Your reply should be an exact copy of the lines from the one that holds "grab the erosion" to the end of the data below.

Segment Start: Record excerpts

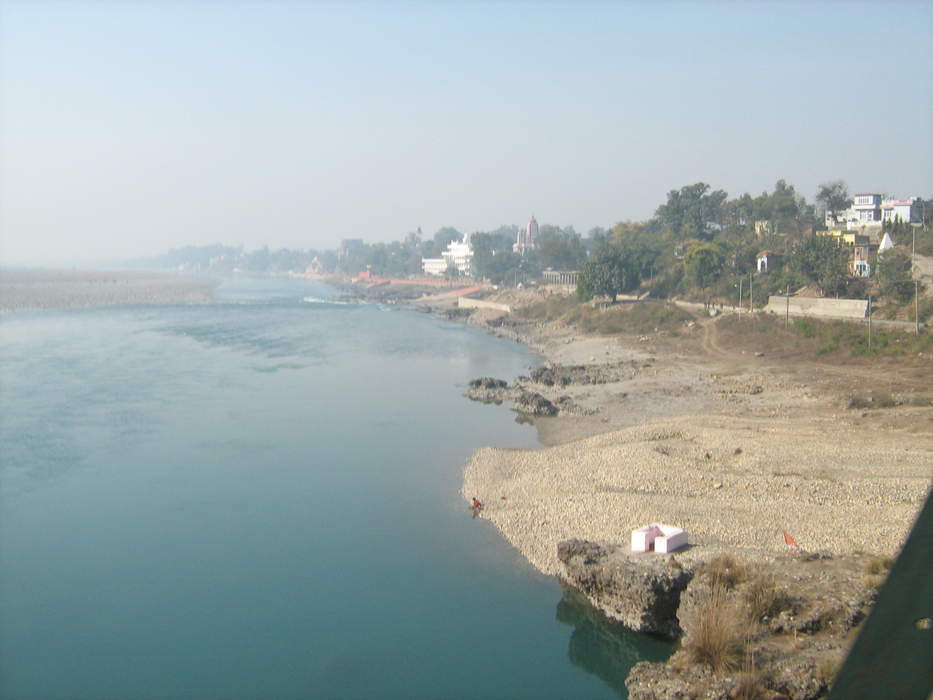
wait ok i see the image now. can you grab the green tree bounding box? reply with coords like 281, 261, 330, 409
876, 248, 917, 303
577, 245, 640, 301
536, 225, 586, 270
684, 242, 725, 289
789, 235, 849, 296
655, 183, 727, 240
816, 180, 852, 224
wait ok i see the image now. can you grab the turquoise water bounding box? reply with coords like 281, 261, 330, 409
0, 276, 669, 699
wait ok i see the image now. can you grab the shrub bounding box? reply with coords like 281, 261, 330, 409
732, 670, 769, 700
864, 554, 894, 576
704, 554, 747, 590
793, 318, 817, 338
744, 574, 791, 622
684, 592, 747, 672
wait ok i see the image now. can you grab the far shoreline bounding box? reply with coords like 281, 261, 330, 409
0, 268, 219, 312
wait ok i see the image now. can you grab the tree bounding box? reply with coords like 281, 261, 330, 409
684, 243, 725, 290
816, 181, 852, 224
876, 248, 917, 303
536, 225, 586, 270
789, 235, 849, 296
655, 182, 727, 240
769, 179, 801, 234
577, 245, 639, 302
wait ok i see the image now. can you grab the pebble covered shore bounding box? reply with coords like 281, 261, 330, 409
464, 413, 931, 576
458, 290, 932, 580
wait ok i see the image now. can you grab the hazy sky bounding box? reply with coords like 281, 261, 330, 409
2, 1, 931, 266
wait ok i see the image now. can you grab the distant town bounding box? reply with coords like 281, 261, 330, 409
149, 180, 931, 323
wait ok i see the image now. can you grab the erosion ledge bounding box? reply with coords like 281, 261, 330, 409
558, 539, 883, 700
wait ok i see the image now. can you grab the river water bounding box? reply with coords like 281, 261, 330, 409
0, 276, 669, 699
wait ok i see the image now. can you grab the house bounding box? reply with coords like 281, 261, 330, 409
818, 229, 877, 277
421, 257, 448, 276
882, 198, 923, 225
754, 220, 772, 237
826, 194, 923, 231
756, 250, 782, 273
818, 229, 871, 248
422, 237, 474, 277
852, 244, 873, 277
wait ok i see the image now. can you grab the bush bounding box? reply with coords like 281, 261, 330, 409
744, 574, 791, 622
704, 554, 747, 590
684, 591, 747, 672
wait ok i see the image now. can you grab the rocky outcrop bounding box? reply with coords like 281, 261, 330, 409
514, 390, 559, 416
531, 360, 654, 387
557, 539, 883, 700
557, 539, 694, 639
465, 377, 512, 404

Segment End: Record excerpts

--- Answer to the exercise ---
wait ok i see the image now. can you grab the erosion ledge bounding box? reply with coords like 281, 261, 330, 409
558, 539, 883, 700
wait ok i see the image now. can you grab the river water bounding box? reply with coords like 281, 261, 330, 409
0, 276, 669, 699
wait ok i see the image now. can you grab the house bounding box? reply with coords like 281, 261, 330, 409
818, 229, 877, 277
421, 257, 448, 276
882, 198, 923, 225
754, 220, 772, 237
826, 194, 923, 231
756, 250, 782, 273
818, 229, 871, 248
422, 237, 474, 277
852, 244, 873, 277
wait ok i see the image now. can you grab the bush bounding box? reply with coords like 281, 261, 330, 409
744, 574, 791, 622
704, 554, 747, 590
684, 591, 747, 672
wait ok i see the image now. can you grab the rocky outcrop bounding box? reply with coords like 281, 261, 330, 409
514, 390, 559, 416
531, 360, 654, 387
557, 539, 883, 700
557, 539, 694, 639
465, 377, 512, 404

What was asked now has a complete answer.